--- 要做的事 ---
**A)** 选段里的程序被封装成了哪个类？
**B)** 选段说程序按"时间要求"获取新闻。这个时间要求包括哪些设置？文中举了什么例子？
**C)** 选段中"#xpath信息"这条注释下面，用注释标出了哪几组 XPath？请全部列出。

--- 选段 ---
0


python 使用selenium等爬虫技术爬取某华网

本程序可以根据时间要求获取某华网上不同模块的新闻内容,时间要求包括设置截止日期,以及时间间隔,比如说获取距离2023-04-20一天以内的新闻。主要使用了selenium有关的爬虫技术,具体实现如下:

目录

一、SpiderXinhua类的基础属性

程序被封装为一个类SpiderXinhua,此类中相关属性如下:

xinhua_url_base0 = "http://www.news.cn"
    #各个模块的链接
    xinhua_url_lists = {
       
    }
    #代理信息
    user_agent = "Mozilla/5.0 (Windows NT 10.0; WOW64) AppleWebKit/537.36 (KHTML, like Gecko) Chrome/103.0.0.0 Safari/537.36"
    headers = {
        "user-agent": user_agent
    }
    #错误提示信息
    Xinhua_errormessage = []
    #可用的url
    Need_url = []
    # 当天日期
    # 查看更多
    LookmoreBtn = "//div[contains(@class,'xpage-more-btn')]"
    #xpath信息
    # 军事
    Xpath_army = "//ul[contains(@class,'army_list')]//div[@class='tit']/a/@href"
    Xpath_army_spide = "//div[@class='swiper-wrapper']/div[not(contains(@class,'swiper-slide-duplicate'))]//p[@class='name']/a/@href"
    # 列表
    Xpath_t_start = "//div[@class='item item-style1']["
    Xpath_t_end = "]/div[@class='txt']/div[@class='info clearfix domPc']/div[contains(@class,'time')]/text()"
    Xpath_h_start = Xpath_t_start
    Xpath_h_end = "]//div[@class='tit']//a/@href"
    # 教育
    Xpath_Jt_start = "//div["
    Xpath_Jt_end = "]/div/div[@class='item item-style1']/div[@class='txt']/div[@class='info clearfix domPc']/div[@class='time']/text()"
    Xpath_Jh_start = Xpath_Jt_start
    Xpath_Jh_end = "]/div/div[@class='item item-style1']/div[@class='txt']/div[@class='tit']/a/@href"
    # 特殊列表
    Xpath_Ft_start = "//li[@class='item item-style2']["
    Xpath_Ft_end = "]/div[@class='info clearfix domPc']/div[@class='time']/text()"

--- 提供的材料 ---

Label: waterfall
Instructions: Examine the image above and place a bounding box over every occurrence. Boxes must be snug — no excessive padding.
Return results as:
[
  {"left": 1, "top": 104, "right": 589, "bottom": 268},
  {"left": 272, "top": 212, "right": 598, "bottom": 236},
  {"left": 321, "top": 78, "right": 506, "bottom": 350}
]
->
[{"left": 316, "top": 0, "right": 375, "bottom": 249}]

---

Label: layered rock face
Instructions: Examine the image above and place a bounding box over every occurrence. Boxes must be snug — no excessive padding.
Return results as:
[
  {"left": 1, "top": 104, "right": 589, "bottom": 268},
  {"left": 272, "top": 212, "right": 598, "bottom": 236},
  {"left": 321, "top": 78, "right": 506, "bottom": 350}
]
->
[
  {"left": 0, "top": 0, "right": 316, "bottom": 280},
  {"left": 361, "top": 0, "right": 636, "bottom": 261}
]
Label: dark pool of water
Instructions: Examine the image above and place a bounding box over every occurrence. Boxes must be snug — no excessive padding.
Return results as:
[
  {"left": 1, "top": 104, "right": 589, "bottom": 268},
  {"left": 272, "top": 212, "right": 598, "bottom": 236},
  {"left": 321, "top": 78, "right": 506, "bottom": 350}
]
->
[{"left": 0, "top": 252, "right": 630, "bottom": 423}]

--

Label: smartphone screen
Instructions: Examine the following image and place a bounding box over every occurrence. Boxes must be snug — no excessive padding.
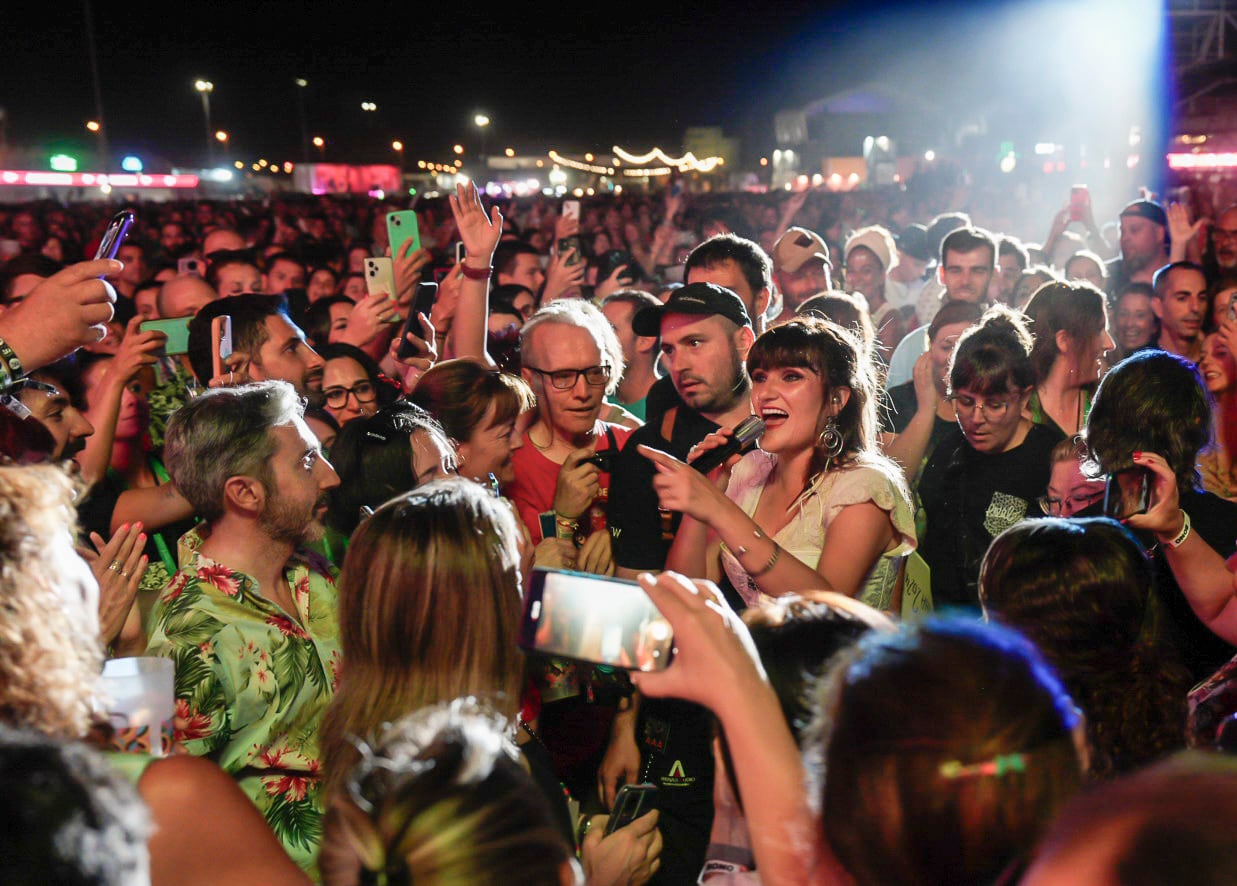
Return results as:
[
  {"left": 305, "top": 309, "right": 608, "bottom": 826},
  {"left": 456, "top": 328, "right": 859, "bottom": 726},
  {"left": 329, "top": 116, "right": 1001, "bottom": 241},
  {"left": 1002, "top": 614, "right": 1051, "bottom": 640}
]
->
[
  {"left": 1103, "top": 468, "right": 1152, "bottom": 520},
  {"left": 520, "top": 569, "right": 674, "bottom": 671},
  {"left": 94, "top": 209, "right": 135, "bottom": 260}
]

--- 题目答案 ---
**A)** SpiderXinhua。

**B)** 时间要求包括设置截止日期和时间间隔。文中的例子是获取距离2023-04-20一天以内的新闻。

**C)** 军事、列表、教育、特殊列表。